Treatment paths for localised prostate cancer in Italy: The results of a multidisciplinary, observational, prospective study (Pros-IT CNR).

PLoS One 2019 1;14(11):e0224151. Epub 2019 Nov 1.

Radiation Oncology Department, University and Spedali Civili Hospital, Brescia, Italy.

Background: There are several treatments available to newly diagnosed prostate cancer (PCA) patients. Although surgery and radiotherapy (RT) with or without androgen deprivation therapy (ADT) are widely adopted treatment options for localized PCA together with active surveillance (AS), there is no consensus nor randomised trials on treatment selection, prospective quality of life (QOL), along with toxicity outcomes and according to treatment modality in the Italian population. The current study aimed to describe clinical-therapeutic features and QOL at PCA diagnosis, according to different treatment patterns in a large prospective, Italian population, enrolled in the Pros-IT CNR study.

Methods: The Pros-IT CNR is an on-going national, multicenter, observational, prospective study on patients affected by PCA who have been referred by 97 Italian Urology, Radiation Oncology and Medical Oncology facilities participating in the project. The possible relationships between the treatment patterns reported in the 6 month follow-up case report form and patients' features at diagnosis were evaluated using exploratory multiple correspondence analysis (MCA) and other data analysis method.

Results: At diagnosis, surgery and AS patients were significantly younger, had fewer comorbidities, lower PSA levels and Gleason Score (GS) values; they were also diagnosed at an earlier stage of disease with respect to the RT or ADT patients who showed significantly worse QoL scores at the time of diagnosis.

Conclusions: An analysis of the data collected at baseline and 6 months later uncovered substantial differences in ages, comorbidities, clinical and QOL features in the various treatment groups. These findings do not fully reflect the current PCA treatment guidelines and suggest the need for a multidisciplinary consensus guideline to ameliorate both the counselling and treatments of PCA patients.

**RECORD EXCERPTS:**
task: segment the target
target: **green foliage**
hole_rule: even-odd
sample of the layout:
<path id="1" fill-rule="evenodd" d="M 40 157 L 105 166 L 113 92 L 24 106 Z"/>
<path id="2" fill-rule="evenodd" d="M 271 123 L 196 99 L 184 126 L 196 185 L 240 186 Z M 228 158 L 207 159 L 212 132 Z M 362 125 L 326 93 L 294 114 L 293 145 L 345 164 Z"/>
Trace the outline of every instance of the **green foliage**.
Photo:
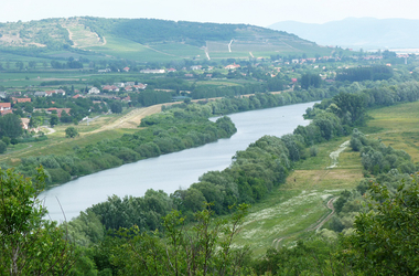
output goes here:
<path id="1" fill-rule="evenodd" d="M 319 74 L 303 74 L 300 79 L 301 88 L 309 89 L 310 86 L 319 88 L 321 86 L 322 78 Z"/>
<path id="2" fill-rule="evenodd" d="M 388 79 L 393 76 L 393 68 L 386 65 L 345 68 L 336 75 L 337 81 L 362 82 Z"/>
<path id="3" fill-rule="evenodd" d="M 372 275 L 416 275 L 419 267 L 418 174 L 402 180 L 396 190 L 370 187 L 368 211 L 355 221 L 343 255 L 351 265 Z"/>
<path id="4" fill-rule="evenodd" d="M 23 129 L 21 127 L 21 120 L 18 115 L 7 114 L 0 117 L 0 136 L 9 137 L 11 139 L 18 138 L 23 134 Z"/>
<path id="5" fill-rule="evenodd" d="M 114 102 L 110 104 L 110 110 L 112 113 L 121 113 L 122 112 L 122 104 L 119 102 Z"/>
<path id="6" fill-rule="evenodd" d="M 51 115 L 51 118 L 50 118 L 50 125 L 51 125 L 51 127 L 54 127 L 57 124 L 58 124 L 58 116 L 56 116 L 54 114 Z"/>
<path id="7" fill-rule="evenodd" d="M 74 246 L 64 240 L 64 229 L 43 220 L 43 170 L 33 181 L 12 170 L 0 170 L 0 273 L 66 274 L 75 259 Z"/>
<path id="8" fill-rule="evenodd" d="M 78 136 L 78 131 L 77 131 L 77 129 L 75 127 L 67 127 L 65 129 L 65 137 L 67 137 L 67 138 L 74 138 L 76 136 Z"/>
<path id="9" fill-rule="evenodd" d="M 8 145 L 0 140 L 0 155 L 4 153 L 8 149 Z"/>
<path id="10" fill-rule="evenodd" d="M 194 214 L 195 223 L 186 229 L 178 211 L 163 217 L 163 236 L 121 229 L 114 237 L 110 264 L 114 273 L 125 275 L 234 275 L 246 272 L 248 248 L 233 248 L 248 205 L 237 206 L 228 220 L 214 220 L 204 209 Z"/>

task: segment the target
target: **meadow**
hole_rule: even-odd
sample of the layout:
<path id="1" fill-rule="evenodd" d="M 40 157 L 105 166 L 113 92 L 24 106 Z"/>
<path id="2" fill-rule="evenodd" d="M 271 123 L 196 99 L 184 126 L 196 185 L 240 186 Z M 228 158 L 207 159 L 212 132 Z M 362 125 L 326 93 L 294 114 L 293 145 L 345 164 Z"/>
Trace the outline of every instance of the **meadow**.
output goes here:
<path id="1" fill-rule="evenodd" d="M 373 109 L 368 115 L 370 119 L 362 131 L 386 146 L 405 150 L 419 162 L 418 102 Z M 327 201 L 354 189 L 363 179 L 361 156 L 350 148 L 340 155 L 336 168 L 327 169 L 332 164 L 330 153 L 350 139 L 341 137 L 320 144 L 318 156 L 299 161 L 284 184 L 251 208 L 236 246 L 249 245 L 255 256 L 262 256 L 269 247 L 292 246 L 312 233 L 331 213 Z"/>

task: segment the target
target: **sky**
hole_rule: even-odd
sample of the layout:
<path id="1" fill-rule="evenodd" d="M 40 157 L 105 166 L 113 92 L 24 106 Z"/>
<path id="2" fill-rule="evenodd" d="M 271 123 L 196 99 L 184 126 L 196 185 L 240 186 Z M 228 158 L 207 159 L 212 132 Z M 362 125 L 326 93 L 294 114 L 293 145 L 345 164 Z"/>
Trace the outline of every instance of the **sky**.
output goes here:
<path id="1" fill-rule="evenodd" d="M 90 15 L 268 26 L 348 17 L 419 19 L 418 10 L 418 0 L 1 0 L 0 22 Z"/>

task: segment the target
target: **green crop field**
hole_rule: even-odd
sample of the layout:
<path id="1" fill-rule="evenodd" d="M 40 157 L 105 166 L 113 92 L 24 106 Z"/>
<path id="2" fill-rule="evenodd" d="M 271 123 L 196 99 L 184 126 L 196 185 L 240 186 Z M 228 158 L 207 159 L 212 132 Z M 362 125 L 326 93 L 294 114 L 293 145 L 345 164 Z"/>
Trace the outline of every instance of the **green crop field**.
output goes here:
<path id="1" fill-rule="evenodd" d="M 407 151 L 413 161 L 419 162 L 418 102 L 374 109 L 368 115 L 373 119 L 362 131 L 373 131 L 370 137 Z M 326 169 L 331 166 L 331 151 L 350 138 L 318 145 L 316 157 L 298 162 L 287 183 L 250 210 L 236 246 L 249 245 L 256 256 L 261 256 L 271 246 L 290 246 L 313 232 L 310 226 L 331 213 L 326 209 L 327 200 L 345 189 L 354 189 L 363 179 L 359 152 L 350 148 L 340 155 L 336 168 Z"/>

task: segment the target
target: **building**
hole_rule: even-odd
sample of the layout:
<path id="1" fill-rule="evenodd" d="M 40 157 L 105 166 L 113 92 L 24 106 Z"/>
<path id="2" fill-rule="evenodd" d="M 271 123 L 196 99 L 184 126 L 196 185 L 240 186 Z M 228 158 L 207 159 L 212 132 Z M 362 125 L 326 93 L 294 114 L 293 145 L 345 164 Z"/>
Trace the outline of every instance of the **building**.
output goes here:
<path id="1" fill-rule="evenodd" d="M 164 74 L 165 70 L 141 70 L 142 74 Z"/>
<path id="2" fill-rule="evenodd" d="M 99 94 L 100 93 L 100 91 L 99 91 L 99 88 L 97 88 L 97 87 L 92 87 L 90 89 L 88 89 L 88 94 Z"/>
<path id="3" fill-rule="evenodd" d="M 236 70 L 236 68 L 239 68 L 239 67 L 240 67 L 240 65 L 234 63 L 234 64 L 229 64 L 229 65 L 225 66 L 224 68 L 226 68 L 226 70 Z"/>
<path id="4" fill-rule="evenodd" d="M 12 100 L 13 100 L 13 104 L 15 104 L 15 103 L 31 103 L 32 102 L 31 98 L 14 98 L 14 97 L 12 97 Z"/>
<path id="5" fill-rule="evenodd" d="M 12 104 L 10 104 L 10 103 L 0 103 L 0 112 L 10 110 L 10 109 L 12 109 Z"/>

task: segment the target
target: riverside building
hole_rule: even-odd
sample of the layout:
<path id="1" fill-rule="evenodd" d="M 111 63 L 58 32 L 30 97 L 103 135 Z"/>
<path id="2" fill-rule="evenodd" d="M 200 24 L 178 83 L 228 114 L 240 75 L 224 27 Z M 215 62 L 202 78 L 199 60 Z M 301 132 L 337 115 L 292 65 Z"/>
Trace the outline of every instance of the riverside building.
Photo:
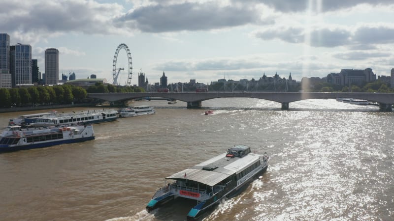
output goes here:
<path id="1" fill-rule="evenodd" d="M 45 84 L 57 85 L 59 82 L 59 50 L 45 50 Z"/>

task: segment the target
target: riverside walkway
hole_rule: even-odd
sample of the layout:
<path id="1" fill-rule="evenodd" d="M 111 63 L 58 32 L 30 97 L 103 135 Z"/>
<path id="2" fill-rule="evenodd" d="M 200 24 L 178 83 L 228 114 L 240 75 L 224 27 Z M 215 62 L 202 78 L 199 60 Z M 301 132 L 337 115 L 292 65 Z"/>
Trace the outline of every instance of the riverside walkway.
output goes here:
<path id="1" fill-rule="evenodd" d="M 352 93 L 352 92 L 187 92 L 177 93 L 88 93 L 88 97 L 109 102 L 127 100 L 149 97 L 175 99 L 187 103 L 188 108 L 202 106 L 206 100 L 220 98 L 245 97 L 274 101 L 281 104 L 282 110 L 288 110 L 289 104 L 295 101 L 307 99 L 327 99 L 348 98 L 366 100 L 379 104 L 382 111 L 392 111 L 394 104 L 394 93 Z"/>

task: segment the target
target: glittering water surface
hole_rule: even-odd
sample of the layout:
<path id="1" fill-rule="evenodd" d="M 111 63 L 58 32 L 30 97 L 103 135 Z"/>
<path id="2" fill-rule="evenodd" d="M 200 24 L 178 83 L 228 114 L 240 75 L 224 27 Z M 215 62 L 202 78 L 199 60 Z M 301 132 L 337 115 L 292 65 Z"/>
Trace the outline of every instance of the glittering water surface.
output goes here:
<path id="1" fill-rule="evenodd" d="M 94 140 L 0 154 L 0 220 L 184 220 L 195 202 L 144 208 L 164 177 L 240 144 L 267 152 L 269 167 L 205 220 L 394 219 L 392 112 L 332 99 L 287 111 L 241 98 L 134 104 L 157 113 L 95 124 Z M 0 114 L 0 127 L 22 113 Z"/>

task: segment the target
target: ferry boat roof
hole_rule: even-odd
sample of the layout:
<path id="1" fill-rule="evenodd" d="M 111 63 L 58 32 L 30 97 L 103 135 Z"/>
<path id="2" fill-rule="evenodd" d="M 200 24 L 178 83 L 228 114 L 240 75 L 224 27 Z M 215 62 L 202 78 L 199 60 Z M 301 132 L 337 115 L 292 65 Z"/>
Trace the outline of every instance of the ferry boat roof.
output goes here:
<path id="1" fill-rule="evenodd" d="M 237 146 L 230 149 L 245 149 L 245 147 L 249 148 L 246 146 Z M 227 154 L 227 153 L 220 154 L 165 179 L 190 180 L 213 186 L 234 173 L 240 172 L 261 156 L 249 153 L 243 157 L 230 158 L 226 157 Z"/>

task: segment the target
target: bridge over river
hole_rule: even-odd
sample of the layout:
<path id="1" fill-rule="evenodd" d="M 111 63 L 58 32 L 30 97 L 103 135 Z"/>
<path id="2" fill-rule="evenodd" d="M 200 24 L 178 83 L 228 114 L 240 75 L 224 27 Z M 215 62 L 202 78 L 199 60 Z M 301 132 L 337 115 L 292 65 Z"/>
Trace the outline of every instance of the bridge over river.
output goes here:
<path id="1" fill-rule="evenodd" d="M 292 92 L 280 91 L 264 92 L 196 92 L 177 93 L 89 93 L 88 97 L 110 102 L 125 101 L 148 97 L 175 99 L 187 103 L 188 108 L 201 106 L 203 101 L 220 98 L 247 97 L 275 101 L 282 105 L 282 110 L 288 110 L 289 104 L 306 99 L 327 99 L 336 98 L 366 100 L 379 104 L 381 110 L 392 111 L 394 93 L 352 92 Z"/>

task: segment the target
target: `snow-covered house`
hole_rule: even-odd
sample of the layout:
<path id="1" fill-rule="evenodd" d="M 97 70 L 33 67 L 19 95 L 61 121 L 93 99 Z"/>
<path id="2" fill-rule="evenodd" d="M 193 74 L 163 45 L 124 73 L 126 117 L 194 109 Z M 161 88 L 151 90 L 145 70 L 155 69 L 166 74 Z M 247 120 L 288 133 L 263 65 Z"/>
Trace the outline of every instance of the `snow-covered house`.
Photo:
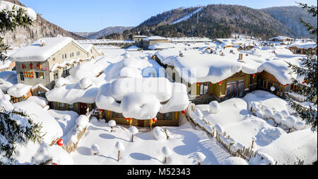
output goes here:
<path id="1" fill-rule="evenodd" d="M 286 47 L 294 54 L 317 55 L 317 44 L 315 42 L 295 42 Z"/>
<path id="2" fill-rule="evenodd" d="M 213 50 L 204 54 L 189 49 L 158 51 L 156 59 L 166 67 L 172 80 L 186 85 L 192 102 L 205 104 L 241 97 L 255 90 L 257 71 L 261 64 L 253 56 L 243 56 L 236 49 Z"/>
<path id="3" fill-rule="evenodd" d="M 67 76 L 69 69 L 91 56 L 72 38 L 58 36 L 38 39 L 17 50 L 9 60 L 16 63 L 19 83 L 52 89 L 55 80 Z"/>
<path id="4" fill-rule="evenodd" d="M 120 78 L 105 84 L 96 97 L 100 116 L 117 123 L 148 126 L 179 125 L 181 111 L 189 105 L 187 87 L 165 78 Z"/>
<path id="5" fill-rule="evenodd" d="M 167 38 L 159 36 L 151 36 L 143 39 L 143 49 L 148 49 L 149 47 L 157 43 L 167 43 L 168 39 Z"/>

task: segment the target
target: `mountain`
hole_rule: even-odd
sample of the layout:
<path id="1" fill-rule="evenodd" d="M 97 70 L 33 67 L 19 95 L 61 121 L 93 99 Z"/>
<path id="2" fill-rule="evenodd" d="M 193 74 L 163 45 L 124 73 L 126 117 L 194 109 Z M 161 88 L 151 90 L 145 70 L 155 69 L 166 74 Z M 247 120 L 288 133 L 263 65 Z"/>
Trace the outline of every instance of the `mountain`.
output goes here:
<path id="1" fill-rule="evenodd" d="M 112 34 L 105 38 L 131 38 L 136 35 L 220 38 L 230 37 L 232 33 L 245 34 L 264 39 L 276 35 L 304 37 L 306 30 L 300 27 L 302 25 L 297 23 L 299 18 L 293 19 L 295 25 L 292 25 L 285 18 L 291 16 L 288 13 L 292 12 L 295 17 L 302 16 L 305 17 L 305 20 L 317 22 L 317 18 L 311 17 L 300 7 L 293 8 L 297 11 L 285 10 L 288 7 L 281 9 L 254 9 L 242 6 L 223 4 L 180 8 L 153 16 L 137 27 L 124 31 L 122 36 Z M 282 13 L 283 9 L 288 13 Z"/>
<path id="2" fill-rule="evenodd" d="M 18 0 L 5 0 L 16 4 L 25 6 Z M 42 17 L 33 22 L 33 25 L 27 27 L 17 27 L 14 31 L 8 31 L 0 36 L 4 37 L 4 42 L 10 46 L 24 46 L 28 45 L 34 41 L 49 37 L 57 37 L 61 35 L 65 37 L 70 37 L 75 39 L 82 39 L 82 37 L 72 32 L 68 32 L 61 27 L 49 23 Z"/>
<path id="3" fill-rule="evenodd" d="M 86 39 L 94 39 L 101 38 L 102 36 L 108 35 L 113 33 L 120 35 L 122 34 L 122 32 L 124 30 L 131 30 L 133 27 L 134 27 L 115 26 L 115 27 L 108 27 L 96 32 L 73 32 L 73 33 Z"/>
<path id="4" fill-rule="evenodd" d="M 308 31 L 300 22 L 300 18 L 315 27 L 317 26 L 317 18 L 313 18 L 300 6 L 272 7 L 264 8 L 263 11 L 287 26 L 298 37 L 310 37 Z"/>

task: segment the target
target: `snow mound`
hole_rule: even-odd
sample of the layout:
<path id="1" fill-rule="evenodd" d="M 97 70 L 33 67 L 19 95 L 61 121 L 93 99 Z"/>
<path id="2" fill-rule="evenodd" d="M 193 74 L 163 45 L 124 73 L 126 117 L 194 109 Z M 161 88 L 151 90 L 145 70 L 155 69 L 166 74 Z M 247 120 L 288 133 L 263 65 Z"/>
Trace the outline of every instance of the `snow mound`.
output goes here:
<path id="1" fill-rule="evenodd" d="M 294 116 L 290 116 L 286 118 L 286 125 L 289 128 L 292 128 L 294 127 L 294 125 L 296 123 L 297 119 Z"/>
<path id="2" fill-rule="evenodd" d="M 85 90 L 93 85 L 92 80 L 89 78 L 84 78 L 78 83 L 81 89 Z"/>
<path id="3" fill-rule="evenodd" d="M 206 159 L 206 156 L 201 152 L 196 152 L 194 154 L 194 159 L 196 159 L 196 161 L 197 162 L 201 163 L 202 161 L 204 161 L 205 159 Z"/>
<path id="4" fill-rule="evenodd" d="M 156 140 L 163 140 L 167 139 L 165 130 L 160 127 L 155 127 L 153 131 L 153 137 Z"/>
<path id="5" fill-rule="evenodd" d="M 218 101 L 211 101 L 209 104 L 210 113 L 217 113 L 220 111 L 220 104 Z"/>
<path id="6" fill-rule="evenodd" d="M 257 139 L 256 142 L 257 143 L 262 142 L 264 144 L 268 144 L 285 134 L 286 132 L 279 128 L 269 129 L 264 127 L 259 130 L 256 136 Z"/>
<path id="7" fill-rule="evenodd" d="M 237 165 L 237 166 L 242 166 L 242 165 L 248 165 L 249 163 L 243 159 L 237 157 L 237 156 L 231 156 L 228 159 L 226 159 L 223 163 L 223 165 Z"/>
<path id="8" fill-rule="evenodd" d="M 294 128 L 297 130 L 304 130 L 305 127 L 306 125 L 303 121 L 298 121 L 294 125 Z"/>

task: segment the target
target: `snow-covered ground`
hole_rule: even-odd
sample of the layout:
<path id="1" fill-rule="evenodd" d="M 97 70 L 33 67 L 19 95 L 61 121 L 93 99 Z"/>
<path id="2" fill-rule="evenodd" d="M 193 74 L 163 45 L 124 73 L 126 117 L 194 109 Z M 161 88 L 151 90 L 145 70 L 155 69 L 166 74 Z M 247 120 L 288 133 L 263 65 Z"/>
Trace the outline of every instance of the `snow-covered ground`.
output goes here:
<path id="1" fill-rule="evenodd" d="M 215 139 L 200 130 L 194 129 L 184 117 L 182 118 L 179 127 L 168 127 L 167 130 L 171 134 L 169 140 L 156 140 L 153 132 L 148 131 L 135 135 L 131 142 L 128 129 L 117 125 L 111 132 L 110 125 L 105 121 L 93 119 L 87 133 L 78 143 L 78 148 L 71 155 L 74 164 L 79 165 L 162 165 L 165 159 L 162 152 L 164 147 L 172 151 L 167 164 L 197 164 L 194 155 L 198 152 L 206 156 L 202 163 L 205 165 L 222 164 L 230 156 Z M 124 146 L 119 161 L 117 161 L 115 148 L 117 142 Z M 100 153 L 93 156 L 90 147 L 95 144 L 100 147 Z"/>

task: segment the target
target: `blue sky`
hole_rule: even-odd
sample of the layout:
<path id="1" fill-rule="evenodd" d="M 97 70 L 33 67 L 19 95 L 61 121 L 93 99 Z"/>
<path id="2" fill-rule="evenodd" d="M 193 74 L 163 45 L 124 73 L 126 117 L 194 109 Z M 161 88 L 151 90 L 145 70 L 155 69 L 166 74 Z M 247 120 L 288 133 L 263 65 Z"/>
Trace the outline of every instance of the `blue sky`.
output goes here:
<path id="1" fill-rule="evenodd" d="M 295 0 L 317 6 L 317 0 Z M 71 32 L 95 32 L 109 26 L 136 26 L 179 7 L 238 4 L 254 8 L 297 6 L 293 0 L 20 0 L 42 17 Z"/>

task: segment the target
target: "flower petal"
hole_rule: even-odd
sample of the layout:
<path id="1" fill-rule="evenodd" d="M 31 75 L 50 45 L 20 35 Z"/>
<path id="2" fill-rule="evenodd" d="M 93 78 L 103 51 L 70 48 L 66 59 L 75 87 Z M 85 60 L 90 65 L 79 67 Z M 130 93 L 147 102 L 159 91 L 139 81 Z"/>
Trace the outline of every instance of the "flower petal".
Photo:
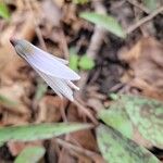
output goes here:
<path id="1" fill-rule="evenodd" d="M 30 45 L 33 46 L 33 45 Z M 51 54 L 36 48 L 29 48 L 30 53 L 23 53 L 23 58 L 29 63 L 33 64 L 40 72 L 48 74 L 53 77 L 77 80 L 79 75 L 72 71 L 68 66 L 61 63 L 61 59 L 57 60 Z M 33 50 L 32 50 L 33 49 Z M 21 50 L 20 50 L 21 51 Z"/>
<path id="2" fill-rule="evenodd" d="M 34 67 L 35 68 L 35 67 Z M 47 75 L 39 70 L 35 68 L 35 71 L 45 79 L 45 82 L 55 91 L 59 97 L 65 96 L 71 101 L 74 100 L 73 91 L 67 86 L 64 79 L 55 78 L 53 76 Z M 62 96 L 63 95 L 63 96 Z"/>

**EXERCISE PROMPT:**
Reproduce the abstract about treatment paths for localized prostate cancer in Italy word for word, from its title through its conclusions.

**REPLY TO THE EXERCISE:**
Treatment paths for localised prostate cancer in Italy: The results of a multidisciplinary, observational, prospective study (Pros-IT CNR).

PLoS One 2019 1;14(11):e0224151. Epub 2019 Nov 1.

Radiation Oncology Department, University and Spedali Civili Hospital, Brescia, Italy.

Background: There are several treatments available to newly diagnosed prostate cancer (PCA) patients. Although surgery and radiotherapy (RT) with or without androgen deprivation therapy (ADT) are widely adopted treatment options for localized PCA together with active surveillance (AS), there is no consensus nor randomised trials on treatment selection, prospective quality of life (QOL), along with toxicity outcomes and according to treatment modality in the Italian population. The current study aimed to describe clinical-therapeutic features and QOL at PCA diagnosis, according to different treatment patterns in a large prospective, Italian population, enrolled in the Pros-IT CNR study.

Methods: The Pros-IT CNR is an on-going national, multicenter, observational, prospective study on patients affected by PCA who have been referred by 97 Italian Urology, Radiation Oncology and Medical Oncology facilities participating in the project. The possible relationships between the treatment patterns reported in the 6 month follow-up case report form and patients' features at diagnosis were evaluated using exploratory multiple correspondence analysis (MCA) and other data analysis method.

Results: At diagnosis, surgery and AS patients were significantly younger, had fewer comorbidities, lower PSA levels and Gleason Score (GS) values; they were also diagnosed at an earlier stage of disease with respect to the RT or ADT patients who showed significantly worse QoL scores at the time of diagnosis.

Conclusions: An analysis of the data collected at baseline and 6 months later uncovered substantial differences in ages, comorbidities, clinical and QOL features in the various treatment groups. These findings do not fully reflect the current PCA treatment guidelines and suggest the need for a multidisciplinary consensus guideline to ameliorate both the counselling and treatments of PCA patients.